---- DOCUMENT EXCERPT

The complete test program below compares the sliding DFT with fftw. In my production code I've optimized the below code to unreadibility, to make it three times faster.

    #include <complex>
#include <iostream>
#include <time.h>
#include <math_defines.h>
#include <float.h>

#define DO_FFTW // libfftw
#define DO_SDFT

#if defined(DO_FFTW)
#pragma comment( lib, "d:\\projects\\common\\fftw\\libfftw3-3.lib" )

namespace fftw {
#include <fftw/fftw3.h>
}

fftw::fftw_plan plan_fwd;
fftw::fftw_plan plan_inv;

#endif

typedef std::complex<double> complex;

// Buffer size, make it a power of two if you want to improve fftw
const int N = 750;


// input signal
complex in[N];

// frequencies of input signal after ft
// Size increased by one because the optimized sdft code writes data to freqs[N]
complex freqs[N+1];

// output signal after inverse ft of freqs
complex out1[N];
complex out2[N];

// forward coeffs -2 PI e^iw -- normalized (divided by N)
complex coeffs[N];
// inverse coeffs 2 PI e^iw
complex icoeffs[N];

// global index for input and output signals
int idx;


// these are just there to optimize (get rid of index lookups in sdft)
complex oldest_data, newest_data;

//initilaize e-to-the-i-thetas for theta = 0..2PI in increments of 1/N
void init_coeffs()
{
    for (int i = 0; i < N; ++i) {
        double a = -2.0 * PI * i  / double(N);
        coeffs[i] = complex(cos(a)/* / N */, sin(a) /* / N */);
    }
    for (int i = 0; i < N; ++i) {
        double a = 2.0 * PI * i  / double(N);
        icoeffs[i] = complex(cos(a),sin(a));
    }
}


// initialize all data buffers
void init()
{
    // clear data
    for (int i = 0; i < N; ++i)
        in[i] = 0;
    // seed rand()
    srand(857);
    init_coeffs();
    oldest_data = newest_data = 0.0;
    idx = 0;
}

// simulating adding data to circular buffer
void add_data()

--------
---- GIVEN DATA

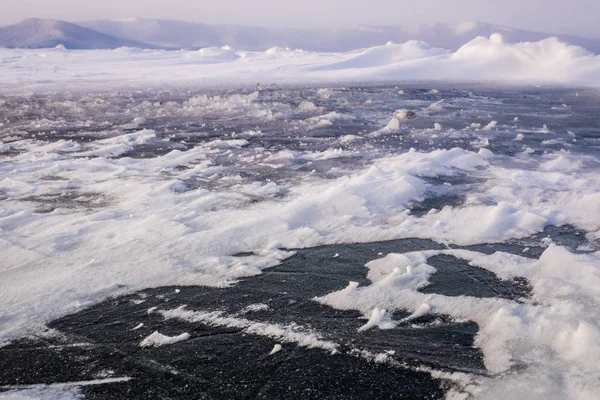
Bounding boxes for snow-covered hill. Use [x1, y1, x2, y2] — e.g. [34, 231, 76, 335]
[0, 18, 157, 49]
[82, 18, 600, 54]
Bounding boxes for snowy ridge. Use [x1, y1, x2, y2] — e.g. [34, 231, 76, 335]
[0, 33, 600, 88]
[81, 18, 600, 53]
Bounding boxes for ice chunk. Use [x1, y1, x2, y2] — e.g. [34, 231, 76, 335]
[140, 331, 191, 347]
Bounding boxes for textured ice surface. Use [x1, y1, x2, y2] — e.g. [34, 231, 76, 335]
[0, 84, 600, 399]
[0, 33, 600, 90]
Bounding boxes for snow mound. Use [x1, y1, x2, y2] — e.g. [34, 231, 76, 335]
[140, 331, 191, 347]
[0, 33, 600, 88]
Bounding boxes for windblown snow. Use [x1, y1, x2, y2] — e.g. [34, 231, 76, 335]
[0, 33, 600, 89]
[0, 35, 600, 399]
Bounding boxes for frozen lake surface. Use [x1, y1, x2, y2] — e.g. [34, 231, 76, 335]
[0, 83, 600, 399]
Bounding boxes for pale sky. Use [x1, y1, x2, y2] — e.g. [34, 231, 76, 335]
[0, 0, 600, 38]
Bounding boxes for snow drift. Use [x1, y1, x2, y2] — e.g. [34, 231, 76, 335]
[0, 33, 600, 88]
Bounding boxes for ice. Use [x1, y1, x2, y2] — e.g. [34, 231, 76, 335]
[0, 84, 600, 399]
[319, 245, 600, 399]
[0, 33, 600, 90]
[269, 344, 282, 356]
[140, 331, 191, 347]
[358, 308, 395, 332]
[160, 307, 339, 351]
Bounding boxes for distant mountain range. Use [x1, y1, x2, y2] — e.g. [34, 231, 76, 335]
[0, 18, 600, 54]
[0, 18, 161, 50]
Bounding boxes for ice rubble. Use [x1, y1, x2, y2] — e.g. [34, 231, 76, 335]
[318, 245, 600, 400]
[0, 33, 600, 90]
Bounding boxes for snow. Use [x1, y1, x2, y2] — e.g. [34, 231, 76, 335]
[0, 33, 600, 90]
[269, 344, 282, 356]
[318, 245, 600, 399]
[160, 307, 338, 351]
[140, 331, 191, 347]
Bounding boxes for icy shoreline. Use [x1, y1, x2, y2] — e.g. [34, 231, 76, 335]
[0, 34, 600, 91]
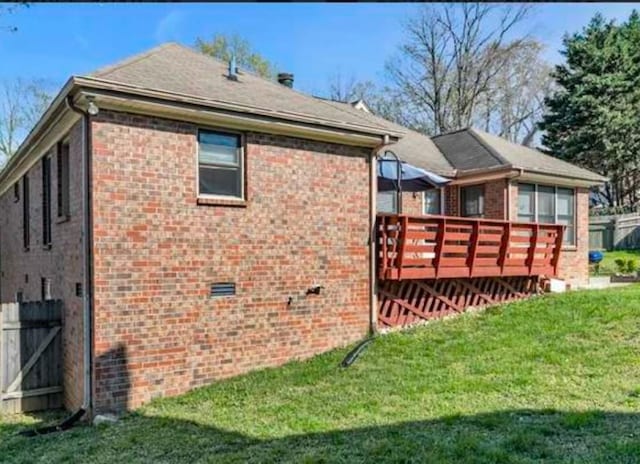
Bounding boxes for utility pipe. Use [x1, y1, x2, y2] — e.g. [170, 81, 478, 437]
[20, 96, 98, 437]
[66, 96, 93, 413]
[369, 135, 391, 336]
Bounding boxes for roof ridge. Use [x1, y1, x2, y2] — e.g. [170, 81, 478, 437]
[466, 127, 511, 166]
[149, 42, 392, 129]
[87, 42, 181, 77]
[431, 126, 471, 139]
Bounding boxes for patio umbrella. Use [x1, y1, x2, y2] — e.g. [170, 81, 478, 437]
[378, 151, 451, 212]
[378, 159, 451, 192]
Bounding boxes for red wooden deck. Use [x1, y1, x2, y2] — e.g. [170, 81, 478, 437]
[377, 214, 564, 280]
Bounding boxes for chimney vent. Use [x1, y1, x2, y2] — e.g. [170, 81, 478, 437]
[278, 73, 293, 89]
[227, 55, 238, 81]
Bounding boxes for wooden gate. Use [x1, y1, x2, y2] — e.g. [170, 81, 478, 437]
[0, 300, 62, 413]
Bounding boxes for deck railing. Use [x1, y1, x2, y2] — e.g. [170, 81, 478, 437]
[377, 214, 564, 280]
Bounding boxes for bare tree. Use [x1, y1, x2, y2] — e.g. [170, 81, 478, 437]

--------

**BRIEF 1:** Arrange the records from their start through the line containing "[0, 34, 600, 91]", inclusive, as a JSON list of strings with one string per line and blank lines left out. Leave the pictures out.
**BRIEF 2:** Pick up the sliding DFT test program where it stops.
The records bear no relation to the sliding DFT test program.

**TASK RESPONSE 1:**
[
  "Bounding boxes for snow-covered hill. Use [x1, y1, x2, y2] — e.g. [34, 231, 76, 335]",
  "[0, 18, 157, 49]",
  "[82, 18, 600, 54]",
  "Bounding boxes for snowy ridge. Use [x1, y1, x2, y2] — e.g. [34, 231, 76, 335]",
  "[0, 33, 600, 88]",
  "[81, 18, 600, 53]",
  "Bounding boxes for ice chunk. Use [x1, y1, x2, y2] — e.g. [34, 231, 76, 335]",
  "[140, 331, 191, 347]",
  "Bounding boxes for textured ice surface. Use [x1, y1, x2, y2] — e.g. [34, 231, 76, 335]",
  "[0, 84, 600, 399]",
  "[0, 33, 600, 90]",
  "Bounding boxes for snow mound. Use [x1, y1, x2, y2] — e.g. [34, 231, 76, 335]",
  "[140, 331, 191, 347]",
  "[0, 33, 600, 88]",
  "Bounding boxes for windblown snow. Use [x1, y1, x2, y2] — e.g. [34, 231, 76, 335]",
  "[0, 33, 600, 89]",
  "[0, 35, 600, 399]",
  "Bounding boxes for frozen lake surface. Use [x1, y1, x2, y2] — e.g. [34, 231, 76, 335]",
  "[0, 83, 600, 399]",
  "Bounding boxes for pale sky. Use [x1, y1, x2, y2] — e.g. [34, 231, 76, 335]",
  "[0, 0, 600, 38]",
  "Bounding boxes for snow drift. Use [x1, y1, x2, y2] — e.g. [34, 231, 76, 335]",
  "[0, 33, 600, 88]",
  "Bounding boxes for ice. Use [x1, y1, x2, y2] — e.g. [34, 231, 76, 335]",
  "[0, 84, 600, 399]",
  "[319, 245, 600, 399]",
  "[0, 33, 600, 90]",
  "[269, 344, 282, 356]",
  "[140, 331, 191, 347]",
  "[358, 308, 395, 332]",
  "[160, 307, 339, 351]",
  "Bounding boxes for distant mountain range. Use [x1, y1, x2, y2] — e.g. [34, 231, 76, 335]",
  "[0, 18, 600, 54]",
  "[0, 18, 161, 50]",
  "Bounding boxes for ice rubble. Use [x1, y1, x2, y2] — e.g. [34, 231, 76, 335]",
  "[318, 245, 600, 400]",
  "[0, 33, 600, 90]",
  "Bounding boxes for snow. Use [x1, y1, x2, y2] — e.g. [34, 231, 76, 335]",
  "[0, 33, 600, 90]",
  "[269, 344, 282, 356]",
  "[318, 245, 600, 399]",
  "[160, 307, 338, 351]",
  "[140, 331, 191, 347]",
  "Bounding boxes for icy shoreline. Use [x1, y1, x2, y2] — e.g. [34, 231, 76, 335]",
  "[0, 34, 600, 91]"
]

**TASK RESPONSE 2:**
{
    oldest_data = in[idx];
    newest_data = in[idx] = complex(rand() / double(N));

}


// sliding dft
void sdft()
{
    complex delta = newest_data - oldest_data;
    int ci = 0;
    for (int i = 0; i < N; ++i) {
        freqs[i] += delta * coeffs[ci];
        if ((ci += idx) >= N)
            ci -= N;
    }
}

// sliding inverse dft
void isdft()
{
    complex delta = newest_data - oldest_data;
    int ci = 0;
    for (int i = 0; i < N; ++i) {
        freqs[i] += delta * icoeffs[ci];
        if ((ci += idx) >= N)
            ci -= N;
    }
}

// "textbook" slow dft, nested loops, O(N*N)
void ft()
{
    for (int i = 0; i < N; ++i) {
        freqs[i] = 0.0;
        for (int j = 0; j < N; ++j) {
            double a = -2.0 * PI * i * j / double(N);
            freqs[i] += in[j] * complex(cos(a),sin(a));
        }
    }
}

double mag(complex& c)
{
    return sqrt(c.real() * c.real() + c.imag() * c.imag());
}

void powr_spectrum(double *powr)
{
    for (int i = 0; i < N/2; ++i) {
        powr[i] = mag(freqs[i]);
    }

}

int main(int argc, char *argv[])
{
    const int NSAMPS = N*10;
    clock_t start, finish;

#if defined(DO_SDFT)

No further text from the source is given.